7

Suppose I have this piece of text:

Saturday and Sunday and Monday and Tuesday and Wednesday and Thursday and Friday are days of the week.  

I want all but the last and to be replaced with a comma:

Saturday, Sunday, Monday, Tuesday, Wednesday, Thursday and Friday are days of the week. 

Is there an easy way to do that in regex? As far as I know, the replace method in regex replaces the strings all the way through.

Mangu Singh Rajpurohit
  • 10,806
  • 4
  • 68
  • 97
Clement Attlee
  • 723
  • 3
  • 8
  • 16
  • 5
    Not using the Oxford comma, I see. – Peter Wood Nov 13 '15 at 04:23
  • Strictly speaking, regular expressions only do matching, and substitution is a feature of the hosting language, usually its string processing facilities. – tripleee Nov 13 '15 at 04:34
  • This is a bit unreadable. Maybe you could amuse yourself with it. "".join(reduce(lambda x , y : x+["and"+y] if len(x)==0 else x+[","+y] ,re.split("and","Saturday and Sunday and Monday and Tuesday and Wednesday and Thursday and Friday are days of the week. ")[::-1],[])[::-1])[1:] – Akshay Hazari Nov 13 '15 at 05:04

2 Answers2

18

str.replace() method has a count argument:

str.replace(old, new[, count])

Return a copy of the string with all occurrences of substring old replaced by new. If the optional argument count is given, only the first count occurrences are replaced.

Then, use str.count() to check how many and in the string and then -1 (because you need the last and):

str.count(sub[, start[, end]])

Return the number of non-overlapping occurrences of substring sub in the range [start, end]. Optional arguments start and end are interpreted as in slice notation.

----

= Instructions =
1. In the regex thread, what happens when the optional count argument is given to str.replace()?
2. Recast the paragraph of the regex thread that begins "Return a copy of the string" as a short bulleted list.
The listing that follows comes from a separate source.

= Extracted data =
----

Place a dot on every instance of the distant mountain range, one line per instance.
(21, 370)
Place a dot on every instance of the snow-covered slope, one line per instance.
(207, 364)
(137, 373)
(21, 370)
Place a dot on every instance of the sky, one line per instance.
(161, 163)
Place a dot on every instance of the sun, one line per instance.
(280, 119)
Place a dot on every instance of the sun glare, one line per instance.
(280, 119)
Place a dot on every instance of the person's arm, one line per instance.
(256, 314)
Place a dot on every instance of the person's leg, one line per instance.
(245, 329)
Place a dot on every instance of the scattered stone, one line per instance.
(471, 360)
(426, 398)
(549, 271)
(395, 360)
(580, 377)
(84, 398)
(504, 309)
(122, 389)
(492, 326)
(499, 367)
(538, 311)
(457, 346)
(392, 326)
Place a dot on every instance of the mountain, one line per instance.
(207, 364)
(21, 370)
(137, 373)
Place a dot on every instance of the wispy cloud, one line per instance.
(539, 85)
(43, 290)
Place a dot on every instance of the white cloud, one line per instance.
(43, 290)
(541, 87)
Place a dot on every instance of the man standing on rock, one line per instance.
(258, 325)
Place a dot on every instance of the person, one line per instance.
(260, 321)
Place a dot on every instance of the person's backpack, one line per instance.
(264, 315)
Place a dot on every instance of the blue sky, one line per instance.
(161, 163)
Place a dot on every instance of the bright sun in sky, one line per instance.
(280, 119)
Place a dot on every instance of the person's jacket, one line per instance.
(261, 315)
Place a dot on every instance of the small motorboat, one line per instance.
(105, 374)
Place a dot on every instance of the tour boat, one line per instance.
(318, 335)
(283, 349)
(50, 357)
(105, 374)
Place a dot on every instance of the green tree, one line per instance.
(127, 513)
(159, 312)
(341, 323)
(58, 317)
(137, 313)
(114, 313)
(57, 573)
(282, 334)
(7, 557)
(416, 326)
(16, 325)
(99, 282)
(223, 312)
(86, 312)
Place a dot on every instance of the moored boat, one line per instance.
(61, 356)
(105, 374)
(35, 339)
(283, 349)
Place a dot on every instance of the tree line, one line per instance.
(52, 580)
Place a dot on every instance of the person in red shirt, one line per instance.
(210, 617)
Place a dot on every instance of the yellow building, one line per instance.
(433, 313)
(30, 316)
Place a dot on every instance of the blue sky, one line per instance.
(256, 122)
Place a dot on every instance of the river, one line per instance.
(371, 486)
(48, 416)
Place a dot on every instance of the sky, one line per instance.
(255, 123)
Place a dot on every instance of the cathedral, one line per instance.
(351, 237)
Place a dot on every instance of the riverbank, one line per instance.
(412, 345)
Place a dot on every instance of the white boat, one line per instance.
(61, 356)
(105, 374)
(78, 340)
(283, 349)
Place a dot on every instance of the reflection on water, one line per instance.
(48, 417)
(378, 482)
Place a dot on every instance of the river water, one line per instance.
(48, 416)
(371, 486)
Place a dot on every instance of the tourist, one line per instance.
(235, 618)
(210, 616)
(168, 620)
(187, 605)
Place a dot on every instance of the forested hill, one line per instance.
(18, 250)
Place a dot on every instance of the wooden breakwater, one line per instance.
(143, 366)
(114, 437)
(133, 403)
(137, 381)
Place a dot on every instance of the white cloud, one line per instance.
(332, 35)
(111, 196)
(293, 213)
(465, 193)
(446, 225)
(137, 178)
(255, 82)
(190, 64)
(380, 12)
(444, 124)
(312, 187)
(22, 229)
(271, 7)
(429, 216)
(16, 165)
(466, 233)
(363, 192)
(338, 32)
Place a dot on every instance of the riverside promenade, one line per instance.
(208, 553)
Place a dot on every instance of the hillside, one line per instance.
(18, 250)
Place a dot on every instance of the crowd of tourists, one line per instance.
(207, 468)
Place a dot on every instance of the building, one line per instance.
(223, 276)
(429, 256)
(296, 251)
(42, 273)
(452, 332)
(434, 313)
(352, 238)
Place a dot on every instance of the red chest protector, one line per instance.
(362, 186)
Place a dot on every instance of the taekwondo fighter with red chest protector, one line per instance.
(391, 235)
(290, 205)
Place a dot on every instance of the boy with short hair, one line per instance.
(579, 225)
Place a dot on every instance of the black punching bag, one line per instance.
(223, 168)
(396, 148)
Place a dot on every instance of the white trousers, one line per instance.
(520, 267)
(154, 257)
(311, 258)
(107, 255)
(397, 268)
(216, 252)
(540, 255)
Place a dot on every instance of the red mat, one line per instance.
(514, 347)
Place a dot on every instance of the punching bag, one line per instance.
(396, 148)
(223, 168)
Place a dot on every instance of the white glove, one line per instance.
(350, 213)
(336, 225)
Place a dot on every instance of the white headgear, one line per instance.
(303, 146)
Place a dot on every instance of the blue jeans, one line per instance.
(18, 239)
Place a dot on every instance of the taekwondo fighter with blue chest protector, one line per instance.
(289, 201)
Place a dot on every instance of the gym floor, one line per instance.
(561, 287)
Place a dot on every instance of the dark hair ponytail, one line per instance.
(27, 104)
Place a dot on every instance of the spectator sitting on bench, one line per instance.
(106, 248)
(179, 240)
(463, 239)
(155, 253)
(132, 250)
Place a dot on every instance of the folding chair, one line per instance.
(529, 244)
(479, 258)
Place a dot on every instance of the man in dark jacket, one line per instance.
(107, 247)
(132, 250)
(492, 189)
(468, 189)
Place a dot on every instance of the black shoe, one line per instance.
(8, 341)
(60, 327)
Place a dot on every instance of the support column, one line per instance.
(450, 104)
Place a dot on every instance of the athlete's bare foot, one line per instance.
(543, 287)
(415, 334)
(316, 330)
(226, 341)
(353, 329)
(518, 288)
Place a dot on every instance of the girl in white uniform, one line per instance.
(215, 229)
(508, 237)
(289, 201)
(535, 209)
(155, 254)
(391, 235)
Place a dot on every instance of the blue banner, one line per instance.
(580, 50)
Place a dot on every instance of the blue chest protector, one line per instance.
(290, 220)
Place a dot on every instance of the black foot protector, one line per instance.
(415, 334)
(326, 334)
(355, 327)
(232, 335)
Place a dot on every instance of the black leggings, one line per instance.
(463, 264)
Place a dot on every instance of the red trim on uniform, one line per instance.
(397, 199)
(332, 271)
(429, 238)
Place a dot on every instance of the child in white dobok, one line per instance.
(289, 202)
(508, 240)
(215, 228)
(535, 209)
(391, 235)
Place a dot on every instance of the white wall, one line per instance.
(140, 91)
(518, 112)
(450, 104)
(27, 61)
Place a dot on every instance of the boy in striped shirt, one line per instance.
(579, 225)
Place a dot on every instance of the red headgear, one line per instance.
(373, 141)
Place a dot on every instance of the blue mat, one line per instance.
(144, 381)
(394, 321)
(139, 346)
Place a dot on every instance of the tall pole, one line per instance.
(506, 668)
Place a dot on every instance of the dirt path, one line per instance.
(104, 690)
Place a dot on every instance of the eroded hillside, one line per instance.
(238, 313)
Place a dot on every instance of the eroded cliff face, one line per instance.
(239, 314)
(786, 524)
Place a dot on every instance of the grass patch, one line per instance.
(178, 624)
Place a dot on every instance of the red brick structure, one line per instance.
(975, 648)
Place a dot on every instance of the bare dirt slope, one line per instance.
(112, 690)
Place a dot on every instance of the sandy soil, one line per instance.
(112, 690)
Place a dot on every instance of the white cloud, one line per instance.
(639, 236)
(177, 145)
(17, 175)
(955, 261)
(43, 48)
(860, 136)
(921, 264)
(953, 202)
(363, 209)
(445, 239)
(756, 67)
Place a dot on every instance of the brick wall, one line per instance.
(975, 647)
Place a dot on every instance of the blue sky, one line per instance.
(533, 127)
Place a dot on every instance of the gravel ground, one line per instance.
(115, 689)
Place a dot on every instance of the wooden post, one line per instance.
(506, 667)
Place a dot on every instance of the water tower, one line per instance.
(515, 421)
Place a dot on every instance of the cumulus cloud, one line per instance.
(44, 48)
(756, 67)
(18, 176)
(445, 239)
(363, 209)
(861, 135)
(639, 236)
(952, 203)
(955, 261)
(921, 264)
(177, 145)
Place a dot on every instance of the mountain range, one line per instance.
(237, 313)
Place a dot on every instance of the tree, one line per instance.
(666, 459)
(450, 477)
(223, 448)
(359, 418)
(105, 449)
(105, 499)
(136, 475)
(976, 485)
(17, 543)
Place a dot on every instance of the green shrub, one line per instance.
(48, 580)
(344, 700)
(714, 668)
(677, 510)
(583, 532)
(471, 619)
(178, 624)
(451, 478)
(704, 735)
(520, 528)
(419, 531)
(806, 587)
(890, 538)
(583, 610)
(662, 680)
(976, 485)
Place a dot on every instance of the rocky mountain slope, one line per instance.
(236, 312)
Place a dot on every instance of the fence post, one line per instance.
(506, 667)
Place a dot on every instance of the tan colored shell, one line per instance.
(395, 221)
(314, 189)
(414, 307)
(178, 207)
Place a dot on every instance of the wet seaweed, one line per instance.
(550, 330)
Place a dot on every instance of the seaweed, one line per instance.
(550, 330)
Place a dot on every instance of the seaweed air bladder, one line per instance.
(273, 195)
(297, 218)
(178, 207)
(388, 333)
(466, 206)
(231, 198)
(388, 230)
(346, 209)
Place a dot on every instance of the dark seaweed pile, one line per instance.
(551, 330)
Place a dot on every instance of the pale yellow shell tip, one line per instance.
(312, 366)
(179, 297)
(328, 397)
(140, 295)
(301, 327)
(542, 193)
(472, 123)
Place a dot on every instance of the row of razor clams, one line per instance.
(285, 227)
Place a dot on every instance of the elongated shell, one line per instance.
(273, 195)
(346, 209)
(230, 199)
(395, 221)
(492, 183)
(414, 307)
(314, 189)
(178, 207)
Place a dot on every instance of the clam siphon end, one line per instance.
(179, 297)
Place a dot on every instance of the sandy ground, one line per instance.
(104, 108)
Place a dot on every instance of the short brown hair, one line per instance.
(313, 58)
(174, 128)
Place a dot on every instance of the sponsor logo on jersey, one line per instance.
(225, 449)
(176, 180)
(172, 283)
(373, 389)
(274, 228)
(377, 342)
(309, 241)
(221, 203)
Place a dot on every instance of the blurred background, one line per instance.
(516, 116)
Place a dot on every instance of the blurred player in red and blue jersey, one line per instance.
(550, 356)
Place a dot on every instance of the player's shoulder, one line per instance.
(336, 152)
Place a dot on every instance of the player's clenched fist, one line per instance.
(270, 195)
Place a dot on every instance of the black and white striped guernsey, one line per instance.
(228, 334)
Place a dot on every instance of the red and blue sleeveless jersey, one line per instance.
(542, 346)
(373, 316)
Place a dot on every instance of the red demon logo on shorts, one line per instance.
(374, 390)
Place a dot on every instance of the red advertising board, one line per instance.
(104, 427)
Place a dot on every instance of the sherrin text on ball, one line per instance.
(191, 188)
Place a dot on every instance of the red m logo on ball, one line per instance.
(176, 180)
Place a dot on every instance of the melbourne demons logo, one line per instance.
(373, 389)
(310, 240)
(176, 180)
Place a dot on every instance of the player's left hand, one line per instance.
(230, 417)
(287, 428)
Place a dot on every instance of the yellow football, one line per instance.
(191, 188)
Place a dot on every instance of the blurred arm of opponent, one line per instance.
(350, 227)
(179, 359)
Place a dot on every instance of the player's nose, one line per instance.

----

= Answers for the exercise =
1. Only the first count occurrences are replaced.

2.
- Returns a copy of the string in which every occurrence of substring old is replaced by new.
- If the optional count argument is given, only the first count occurrences are replaced.